## EXERCISE TASK 1
Locate every line in the rows below that contains the word "flowering", matching case exactly, and copy each of those lines.

--- start TEXT BLOCK ---

A common NCA finding: Art.16 entities believe "simplified = minimal effort" and produce a one-page policy that names no systems, defines no RTO/RPO, and has no evidence of annual review. CDR 2024/1772 requires actual documentation with the specific elements listed in Annex I.
def assess_art16_readiness(policy: Art16SimplifiedICTPolicy) -> dict:
"""Produce CDR 2024/1772 gap assessment report."""
gaps = policy.validate_minimum_requirements()
# Additional CDR 2024/1772 Annex I checks
annex_checks = []
if not policy.critical_ict_systems:
annex_checks.append("No critical ICT systems identified — Annex I Section 2.1 requires list")
if not policy.nca_notification_contact:
annex_checks.append("No NCA notification contact — required for Art.19 incident reporting readiness")
days_since_review = (date.today() - policy.last_review_date).days
if days_since_review > 365:
annex_checks.append(f"Policy review overdue by {days_since_review - 365} days")
return {
"framework": "simplified_art16_cdr_2024_1772",
"critical_gaps": [g for g in gaps if g.startswith("CRITICAL")],
"high_gaps": [g for g in gaps if g.startswith("HIGH")] + annex_checks,
"medium_gaps": [g for g in gaps if g.startswith("MEDIUM")],
"compliant": len([g for g in gaps if g.startswith("CRITICAL") or g.startswith("HIGH")]) == 0,
}
5. Common Implementation Errors
| Error | What Happens | Correct Approach |
|---|---|---|
| Treating Art.16 as a full exemption | NCA finds no documentation, issues binding instruction | Apply CDR 2024/1772 in full — simplified ≠ none |
| Not checking CDR 2024/1774 for Art.15 obligations | Using generic security policy, fails audit on patch timelines | Map your policies to CDR 2024/1774 six domains |
| Misidentifying as Art.16 entity | Full-scope entity uses simplified framework, major gaps | Run Art.16 eligibility check against all three criteria |
| Ignoring incident reporting for Art.16 entities | Missing 4h notification for major ICT incident | Art.16 does not reduce Chapter III obligations |
| Not updating policies when CDR changes | Operating on pre-2025 policies that don't reference CDR | Review annually against current CDR text |
| Patch SLA from CDR 2024/1774 for Art.16 entity | Unnecessarily strict timelines cause resource strain | Use CDR 2024/1772 30-day window for critical patches |
6. Cross-Framework Mapping
| Obligation | DORA Art.15/CDR 2024/1774 | NIS2 Art.21 | ISO 27001:2022 |
|---|---|---|---|
| Security policy | Art.9(2) + CDR Ch.II | Art.21(1) | Annex A 5.1 |
| Access management | CDR Ch.II (MFA, PAM) | Art.21(2)(i) | Annex A 5.15-5.18 |
| Cryptography | CDR Ch.III | Art.21(2)(h) | Annex A 8.24 |
| Patch management | CDR Ch.IV | Art.21(2)(e) | Annex A 8.8 |
| Network segmentation | CDR Ch.V | Art.21(2)(a) | Annex A 8.22 |
| Vulnerability assessment | CDR Ch.VII | Art.21(2)(e) | Annex A 8.8 |
NIS2 essential/important entities that are also DORA-scope must satisfy CDR 2024/1774 — in most areas CDR 2024/1774 is more prescriptive than NIS2 Art.21, so CDR compliance implies NIS2 compliance for overlapping obligations.

--- end TEXT BLOCK ---
--- start DATA FOR THIS EXERCISE ---

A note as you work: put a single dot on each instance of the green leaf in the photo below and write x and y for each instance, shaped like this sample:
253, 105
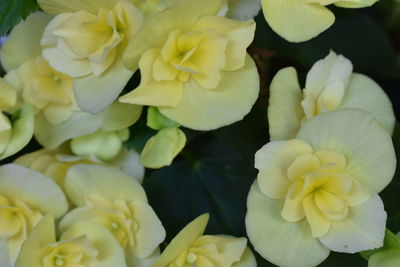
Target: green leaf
354, 34
157, 121
213, 174
13, 11
391, 241
209, 178
139, 134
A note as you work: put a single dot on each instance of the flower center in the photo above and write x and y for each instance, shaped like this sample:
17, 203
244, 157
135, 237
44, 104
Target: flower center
191, 258
199, 54
117, 216
321, 191
74, 252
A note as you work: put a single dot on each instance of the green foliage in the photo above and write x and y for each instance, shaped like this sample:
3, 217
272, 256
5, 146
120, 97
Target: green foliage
391, 241
13, 11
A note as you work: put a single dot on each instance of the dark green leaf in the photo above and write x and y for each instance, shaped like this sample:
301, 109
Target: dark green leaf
213, 174
13, 11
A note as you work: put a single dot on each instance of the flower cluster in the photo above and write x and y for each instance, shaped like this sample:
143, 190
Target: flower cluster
79, 200
330, 155
82, 76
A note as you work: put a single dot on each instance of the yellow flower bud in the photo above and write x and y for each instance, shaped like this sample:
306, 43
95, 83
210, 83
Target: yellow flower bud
191, 248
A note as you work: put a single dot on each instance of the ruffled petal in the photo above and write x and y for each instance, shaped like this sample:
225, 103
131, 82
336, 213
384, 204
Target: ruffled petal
360, 137
297, 21
278, 241
363, 228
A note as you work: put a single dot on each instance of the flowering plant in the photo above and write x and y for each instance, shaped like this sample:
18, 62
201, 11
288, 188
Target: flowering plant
199, 133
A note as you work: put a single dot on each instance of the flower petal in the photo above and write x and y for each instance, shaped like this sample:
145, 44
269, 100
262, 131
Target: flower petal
247, 259
151, 92
183, 240
110, 252
284, 111
22, 131
385, 258
83, 181
154, 33
50, 136
234, 97
56, 7
243, 9
364, 93
362, 3
363, 229
120, 116
95, 93
150, 232
24, 41
278, 241
26, 185
43, 234
297, 21
326, 71
360, 137
273, 161
239, 35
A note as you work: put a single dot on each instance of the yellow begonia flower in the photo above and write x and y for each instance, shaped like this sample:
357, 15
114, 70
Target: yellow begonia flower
118, 202
161, 149
22, 204
191, 248
243, 9
83, 244
318, 192
302, 20
113, 119
55, 164
330, 85
23, 43
29, 75
86, 40
8, 98
101, 145
16, 133
194, 65
49, 91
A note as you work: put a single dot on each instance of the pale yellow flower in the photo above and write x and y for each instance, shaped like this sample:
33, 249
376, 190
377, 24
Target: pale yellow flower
319, 192
83, 244
330, 85
55, 163
16, 133
302, 20
100, 145
194, 65
86, 40
191, 248
22, 204
49, 91
118, 202
389, 254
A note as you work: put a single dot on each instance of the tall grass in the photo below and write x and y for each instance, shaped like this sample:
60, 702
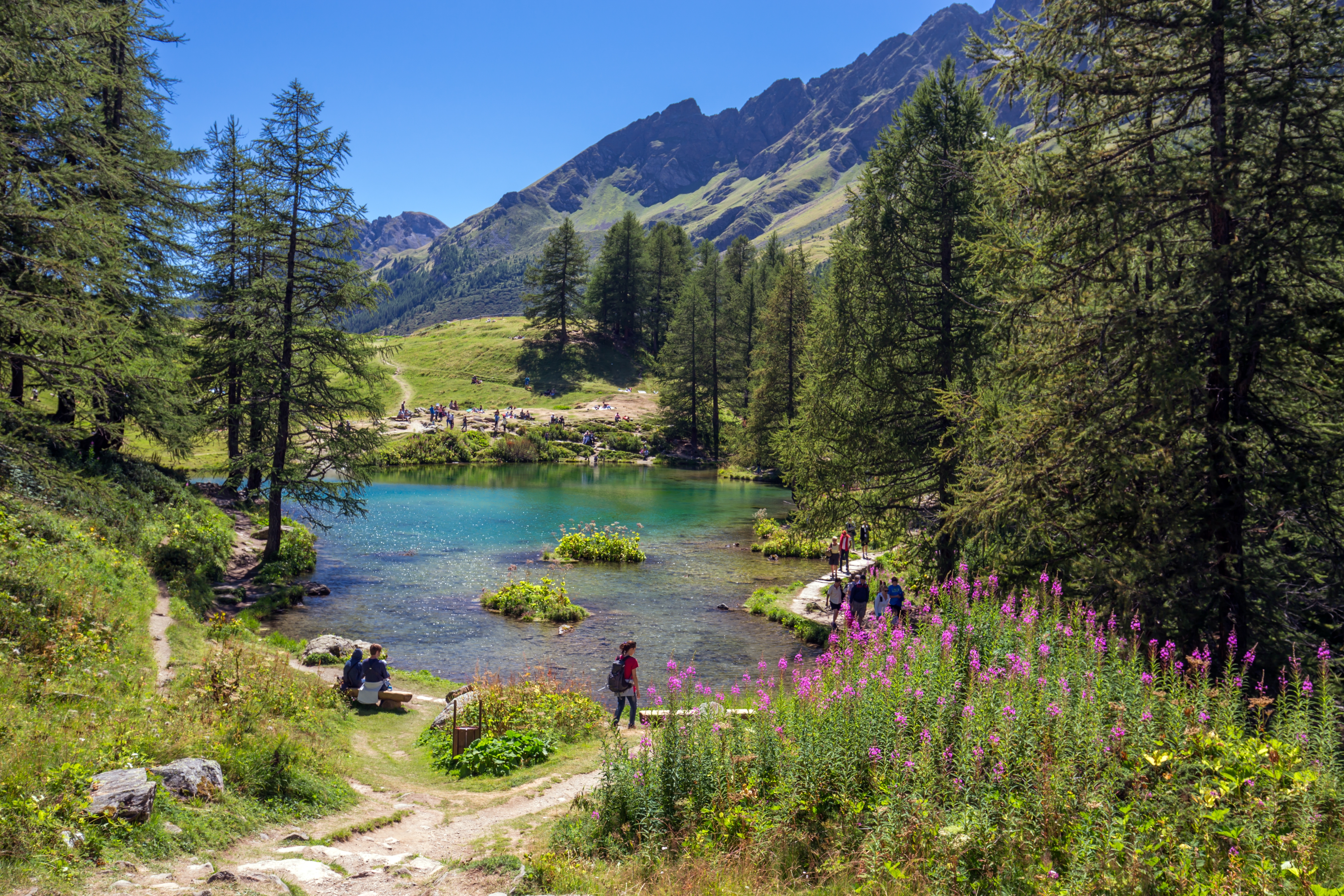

--- end DATA FOR THIS EXERCISE ---

## EXERCISE TASK 2
In the DORA compliance text above, what window does CDR 2024/1772 give for critical patches?

## FULL SOLUTION 1
A note as you work: put a single dot on each instance of the flowering plant in the photo above and write x and y for each instance, shaped like this sample:
Target: flowering plant

## FULL SOLUTION 2
A 30-day window.